- [Short problem] Copy out every entry below, swapping "Please locate" for "Please mark" and keeping all other text the same.

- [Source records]
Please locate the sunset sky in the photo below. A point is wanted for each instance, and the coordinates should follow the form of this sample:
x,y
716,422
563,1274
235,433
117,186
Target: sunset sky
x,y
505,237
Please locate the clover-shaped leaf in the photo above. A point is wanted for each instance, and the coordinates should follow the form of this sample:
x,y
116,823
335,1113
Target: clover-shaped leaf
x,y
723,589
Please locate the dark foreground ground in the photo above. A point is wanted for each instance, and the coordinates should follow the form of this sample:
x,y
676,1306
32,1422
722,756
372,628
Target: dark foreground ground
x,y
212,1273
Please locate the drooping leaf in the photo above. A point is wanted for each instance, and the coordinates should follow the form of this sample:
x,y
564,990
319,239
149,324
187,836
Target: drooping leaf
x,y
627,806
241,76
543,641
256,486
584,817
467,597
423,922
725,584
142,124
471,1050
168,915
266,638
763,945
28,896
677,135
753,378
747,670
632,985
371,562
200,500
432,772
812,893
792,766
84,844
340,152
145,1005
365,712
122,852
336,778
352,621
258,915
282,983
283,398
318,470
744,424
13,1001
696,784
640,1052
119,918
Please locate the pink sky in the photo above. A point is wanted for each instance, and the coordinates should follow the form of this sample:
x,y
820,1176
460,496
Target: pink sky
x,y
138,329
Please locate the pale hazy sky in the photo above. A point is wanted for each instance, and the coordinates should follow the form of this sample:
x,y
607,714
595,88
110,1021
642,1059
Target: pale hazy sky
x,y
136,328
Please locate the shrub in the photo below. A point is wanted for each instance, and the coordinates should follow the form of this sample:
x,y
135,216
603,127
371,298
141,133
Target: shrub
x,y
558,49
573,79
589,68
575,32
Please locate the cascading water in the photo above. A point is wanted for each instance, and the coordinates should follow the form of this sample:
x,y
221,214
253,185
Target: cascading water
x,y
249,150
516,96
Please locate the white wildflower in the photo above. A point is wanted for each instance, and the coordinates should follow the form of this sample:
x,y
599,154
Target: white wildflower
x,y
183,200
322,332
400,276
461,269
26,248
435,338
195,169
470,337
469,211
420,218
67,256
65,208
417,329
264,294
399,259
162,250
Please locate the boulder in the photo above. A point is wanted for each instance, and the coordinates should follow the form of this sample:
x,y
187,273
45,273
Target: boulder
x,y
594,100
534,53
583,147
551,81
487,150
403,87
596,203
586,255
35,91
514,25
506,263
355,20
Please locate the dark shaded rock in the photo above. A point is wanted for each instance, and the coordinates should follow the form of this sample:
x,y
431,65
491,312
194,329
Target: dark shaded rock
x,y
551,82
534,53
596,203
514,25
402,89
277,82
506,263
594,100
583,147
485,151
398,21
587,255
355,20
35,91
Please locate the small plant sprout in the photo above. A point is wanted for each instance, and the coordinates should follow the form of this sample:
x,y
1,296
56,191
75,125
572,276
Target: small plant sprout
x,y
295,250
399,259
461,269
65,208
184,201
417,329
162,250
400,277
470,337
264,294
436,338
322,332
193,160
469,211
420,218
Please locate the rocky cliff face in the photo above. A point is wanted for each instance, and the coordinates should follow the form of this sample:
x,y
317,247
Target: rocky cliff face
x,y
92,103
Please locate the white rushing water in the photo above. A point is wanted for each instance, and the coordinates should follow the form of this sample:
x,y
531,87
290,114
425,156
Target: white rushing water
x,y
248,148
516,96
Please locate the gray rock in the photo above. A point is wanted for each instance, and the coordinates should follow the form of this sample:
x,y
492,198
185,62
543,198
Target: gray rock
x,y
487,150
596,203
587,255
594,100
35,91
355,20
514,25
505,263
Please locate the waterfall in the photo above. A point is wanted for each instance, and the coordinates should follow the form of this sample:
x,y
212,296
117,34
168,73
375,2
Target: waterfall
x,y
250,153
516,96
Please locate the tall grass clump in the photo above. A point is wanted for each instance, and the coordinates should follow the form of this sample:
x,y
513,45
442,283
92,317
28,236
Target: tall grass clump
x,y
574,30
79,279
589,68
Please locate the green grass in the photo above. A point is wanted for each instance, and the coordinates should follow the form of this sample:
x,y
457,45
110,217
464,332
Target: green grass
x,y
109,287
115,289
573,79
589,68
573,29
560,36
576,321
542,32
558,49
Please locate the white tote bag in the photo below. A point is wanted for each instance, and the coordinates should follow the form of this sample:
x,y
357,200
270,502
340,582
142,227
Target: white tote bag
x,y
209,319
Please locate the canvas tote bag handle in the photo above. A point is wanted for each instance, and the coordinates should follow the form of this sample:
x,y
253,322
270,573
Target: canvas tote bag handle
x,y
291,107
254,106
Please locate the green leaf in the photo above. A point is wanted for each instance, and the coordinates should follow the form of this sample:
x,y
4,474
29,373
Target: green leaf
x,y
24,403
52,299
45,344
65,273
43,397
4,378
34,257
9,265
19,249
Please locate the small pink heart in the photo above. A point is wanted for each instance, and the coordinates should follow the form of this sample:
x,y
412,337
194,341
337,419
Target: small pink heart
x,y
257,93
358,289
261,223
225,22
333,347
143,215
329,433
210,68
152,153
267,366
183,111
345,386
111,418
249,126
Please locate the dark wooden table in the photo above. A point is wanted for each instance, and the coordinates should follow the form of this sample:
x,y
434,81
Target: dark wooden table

- [Output of the exercise]
Please mark the sunset sky in the photo below. A point is wanted for each instance, and the coordinates should follow the form of this sample:
x,y
716,422
563,1274
235,433
117,186
Target: sunset sky
x,y
505,237
Please mark the clover-shaped leaf in the photo above. A point is wanted for each instance, and the coordinates should follow the form of this sample:
x,y
116,823
335,1113
Target: clover-shaped leaf
x,y
723,589
Please mark the dark foreground ground in the photo above. A point is wanted for each instance, and the coordinates should follow the form of this sample:
x,y
676,1306
32,1422
722,756
372,628
Target: dark foreground ground
x,y
212,1273
Please mark the drooping leaf in the photo above. A point is wanted for each instance, and the coordinates should follow the form of this sample:
x,y
564,990
319,239
149,324
187,836
Target: drooping leaf
x,y
627,806
241,76
543,641
256,486
584,817
467,597
423,922
725,584
142,124
471,1050
168,915
266,638
763,945
28,896
677,135
753,378
747,670
632,985
371,562
200,500
432,772
812,893
792,766
84,844
340,152
145,1005
365,712
122,852
336,778
352,621
258,915
282,983
283,398
318,470
744,424
13,1001
696,784
640,1052
119,918
Please mark the pink sky in the photo above. A point is wanted for each instance, and the coordinates should follow the form of this sample:
x,y
820,1176
460,496
Target: pink sky
x,y
138,329
Please mark the pale hazy sky in the photo above. A point is wanted for each instance, and the coordinates should follow the form of this sample:
x,y
607,714
595,88
110,1021
642,1059
Target: pale hazy sky
x,y
136,328
Please mark the shrub in the photo below. A point is wanted for each instance, and the coordinates should follow the form of this sample:
x,y
135,216
603,127
371,298
141,133
Target: shrub
x,y
558,49
573,79
589,68
575,32
Please mark the cascading water in the photo above. A point is wanted for each instance, and the coordinates should follow the form of this sample:
x,y
221,214
253,185
Target: cascading water
x,y
249,150
516,96
Please mark the white wildflower in the photo above. A point is wanted for each instance, and the coordinates should follow the form of this sample:
x,y
599,154
Target: white wildflower
x,y
183,200
322,332
400,276
461,269
26,248
435,338
195,169
470,337
469,211
420,218
67,256
65,208
417,329
264,294
399,259
162,250
Please mark the boulder in the photo above. A point is wanted for each instance, and the coordinates should follow the form of this sample:
x,y
187,273
45,273
Target: boulder
x,y
594,100
534,53
583,147
551,81
487,150
403,87
596,203
586,255
35,91
514,25
506,263
355,20
Please mark the dark shaded rock in the photo above. A point is wanted for each instance, and the coordinates should follow the form of this sample:
x,y
431,65
491,312
194,329
Target: dark shaded rock
x,y
551,82
534,53
596,203
514,25
402,89
277,82
506,263
594,100
583,147
485,151
398,21
587,255
355,20
35,91
Please mark the small plant sprout in the photo above. A point is wanted for each instance, and the coordinates should follow the form of this sample:
x,y
1,296
56,191
75,125
572,276
Target: small plant sprout
x,y
295,250
399,259
461,269
65,208
184,201
417,329
162,250
400,277
470,337
264,294
436,338
322,332
193,160
469,211
420,218
Please mark the rocky cliff face in the photo above. A point is wanted for each instance, and the coordinates should follow the form of this sample:
x,y
317,247
Target: rocky cliff face
x,y
92,103
Please mark the white rushing water in the photo above. A point is wanted for each instance, and the coordinates should follow the form of this sample:
x,y
531,87
290,114
425,156
Target: white rushing water
x,y
248,148
516,96
Please mark the gray rock in the photo above. A point is wanted for each instance, and the coordinates should follow the form of this sample:
x,y
492,198
185,62
543,198
Target: gray rock
x,y
487,150
596,203
587,255
594,100
35,91
355,20
514,25
505,263
Please mark the waterfall in the photo above. A point is wanted for each instance, and the coordinates should follow the form of this sample:
x,y
212,296
117,34
168,73
375,2
Target: waterfall
x,y
250,153
516,96
Please mark the tall grass clump in the photo above. A point is wanted for each instance, and the coordinates should follow the form of this sample:
x,y
513,45
442,283
92,317
28,236
Target: tall grass clump
x,y
574,30
79,279
589,68
Please mark the green grass in the photo above. A point is wanted for each instance, and the coordinates should follow the form of this sample:
x,y
457,45
110,217
464,332
Target: green grass
x,y
109,287
115,289
573,79
589,68
573,29
560,36
576,321
542,32
558,49
Please mark the white tote bag in the photo below. A point is wanted for each instance, and the coordinates should follow the form of this sample:
x,y
357,200
270,502
340,582
142,227
Target: white tote bag
x,y
209,319
Please mark the canvas tote bag handle in the photo above. A point is wanted for each instance, and the coordinates should follow the form of this sample:
x,y
253,322
270,573
Target: canvas tote bag handle
x,y
291,107
254,106
Please mark the green leaf in the photo above. A point is wanted for each instance, and the coordinates should follow the form of this sample:
x,y
4,474
29,373
Target: green leaf
x,y
24,403
52,299
45,344
65,273
43,397
4,378
34,257
9,265
19,249
Please mark the small pink heart in the photo above. A point is wanted for each instance, and the coordinates should follow the form of this sample:
x,y
412,337
194,341
337,419
Target: small pink heart
x,y
257,93
358,289
261,223
225,22
333,347
143,215
329,433
210,68
152,153
267,366
183,111
345,386
111,418
249,126
Please mark the dark wooden table in the photo above. A point is wanted for each instance, and the coordinates should follow the form of this sample:
x,y
434,81
Target: dark wooden table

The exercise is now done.